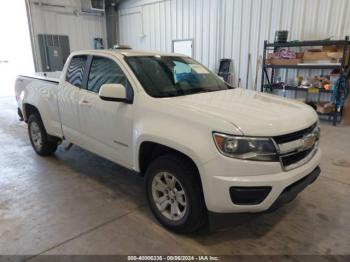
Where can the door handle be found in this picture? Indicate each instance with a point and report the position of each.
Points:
(85, 103)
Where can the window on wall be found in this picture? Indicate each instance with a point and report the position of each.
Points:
(105, 71)
(75, 70)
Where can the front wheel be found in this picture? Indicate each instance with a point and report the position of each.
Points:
(174, 194)
(38, 136)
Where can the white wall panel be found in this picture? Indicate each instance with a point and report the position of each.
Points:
(81, 29)
(233, 28)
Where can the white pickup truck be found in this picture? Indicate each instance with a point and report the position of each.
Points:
(202, 145)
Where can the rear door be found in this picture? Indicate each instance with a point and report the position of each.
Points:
(68, 98)
(106, 126)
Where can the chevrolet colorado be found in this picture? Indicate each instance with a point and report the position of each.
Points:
(202, 145)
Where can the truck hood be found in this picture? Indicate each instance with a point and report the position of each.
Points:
(254, 113)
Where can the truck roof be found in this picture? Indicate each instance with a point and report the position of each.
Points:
(126, 52)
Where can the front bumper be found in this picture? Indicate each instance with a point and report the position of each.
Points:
(222, 174)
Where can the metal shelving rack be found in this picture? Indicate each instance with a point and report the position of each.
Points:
(344, 69)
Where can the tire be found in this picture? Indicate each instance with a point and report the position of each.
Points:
(41, 143)
(187, 218)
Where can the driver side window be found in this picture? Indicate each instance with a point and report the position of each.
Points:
(105, 71)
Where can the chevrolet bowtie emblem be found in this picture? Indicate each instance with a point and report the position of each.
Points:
(308, 142)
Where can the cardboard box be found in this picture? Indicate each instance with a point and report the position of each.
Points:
(310, 55)
(332, 48)
(325, 108)
(277, 61)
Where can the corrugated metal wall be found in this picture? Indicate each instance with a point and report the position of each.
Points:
(61, 20)
(230, 28)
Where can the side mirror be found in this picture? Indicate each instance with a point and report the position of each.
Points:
(113, 92)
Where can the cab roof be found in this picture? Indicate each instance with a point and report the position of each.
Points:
(125, 52)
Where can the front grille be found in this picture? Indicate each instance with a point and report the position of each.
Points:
(294, 158)
(293, 136)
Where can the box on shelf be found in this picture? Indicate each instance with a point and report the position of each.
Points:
(317, 56)
(332, 48)
(279, 61)
(325, 108)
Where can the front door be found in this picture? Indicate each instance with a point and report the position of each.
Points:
(68, 99)
(106, 126)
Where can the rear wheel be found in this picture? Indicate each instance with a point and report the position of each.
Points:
(39, 139)
(174, 193)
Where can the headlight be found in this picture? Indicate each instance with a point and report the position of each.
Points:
(247, 148)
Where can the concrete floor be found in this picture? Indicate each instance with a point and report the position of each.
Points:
(78, 203)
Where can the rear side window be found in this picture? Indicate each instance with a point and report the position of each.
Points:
(105, 71)
(76, 70)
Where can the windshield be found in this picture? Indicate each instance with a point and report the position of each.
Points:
(166, 76)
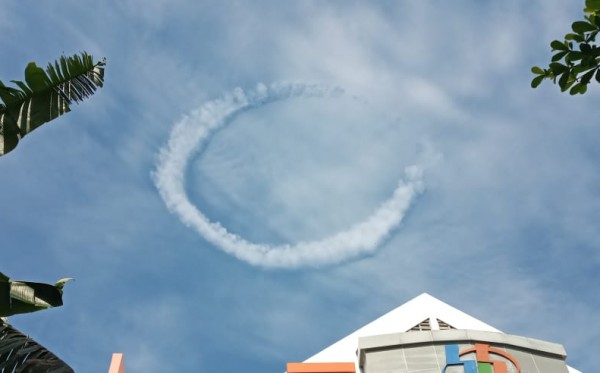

● ● ● ● ● ● ●

Task goal: Transcribe all records verbatim and omit each image.

Response below:
Where can the door handle be found in this picture? Indicate each instance with a point and report the position of each.
Points:
(85, 103)
Where can the window on wall be found in this picture? Indicate each instance with a point and report the position of each.
Points:
(105, 71)
(75, 70)
Where can the front wheel be found in this picture? Indicate each instance with a point and report the position of each.
Points:
(174, 194)
(38, 136)
Where can the white wall panel be found in this picture? Indicate each instance with a point and report the position of each.
Points:
(81, 29)
(233, 28)
Where can the white pickup truck be found in this picture? Indicate each instance with a point and report the position of each.
Points:
(202, 145)
Where can the rear door be found in this picture? Indicate each instance with a point and report the position of each.
Points:
(68, 98)
(106, 126)
Where can the chevrolet colorado be found in this picture? Indicate each instance with a point and report the position of each.
Points:
(202, 145)
Where can the truck hood be found in this picture? Indicate each instance with a point and report the position of each.
Points:
(254, 113)
Where can the truck roof be found in this picture? Indicate each instance with a point and report the position of each.
Points:
(126, 52)
Where can the front bumper be found in this picture? Indicate each instance with a point and report the position of each.
Points:
(222, 174)
Where can the metal shelving rack be found in this picture? Indicate each instance with a point and report the position of each.
Points:
(344, 69)
Where can the tire be found in this picture? Indicate each instance with a point and report the position of each.
Points:
(41, 143)
(187, 218)
Where can the driver side window be found in this picture? Indicate each instance with a point and report the position of each.
Points:
(105, 71)
Where can the chevrolet bowtie emblem be found in this picture? Indicate each instance with a point and report the position of each.
Points:
(308, 142)
Where can the cardboard box be found in this picture? Indicate each instance with a point and report the position of each.
Points:
(310, 55)
(332, 48)
(325, 108)
(277, 61)
Where can the corrugated metal wall be found in this picture? Indicate each instance with a point and report the position of each.
Points:
(61, 20)
(230, 28)
Where can the side mirror be found in this picture? Indicate each instance with a point and report the position of each.
Points:
(113, 92)
Where can the cab roof be found in this picture? Indicate each instance with a point and report the position of each.
Points:
(125, 52)
Where can the front grille be found in this picture? Indicate each instance with a point and report the position of each.
Points:
(294, 158)
(293, 136)
Where can the box on shelf be found in this picture? Indicate each instance with a point and report the position of each.
Points:
(317, 56)
(332, 48)
(279, 61)
(325, 108)
Where can the front door be found in this picture? Indicate each instance with a point and report the position of each.
Points:
(68, 99)
(106, 126)
Where can the rear wheel be found in this picture? Indicate each instance with a point and report the position of each.
Points:
(39, 139)
(174, 193)
Where can the headlight be found in this picture? Indicate each instance with a point and report the position of each.
Points:
(247, 148)
Where can the concrete floor be found in this picture? Indicate each instance with a point and report the position of each.
Points:
(78, 203)
Where can the rear side window be found in this picture? Indicate each instance with a point and report the position of each.
Points:
(105, 71)
(76, 70)
Where can the windshield be found in this picture? Indicate each instance with a point and report the position of each.
Points:
(166, 76)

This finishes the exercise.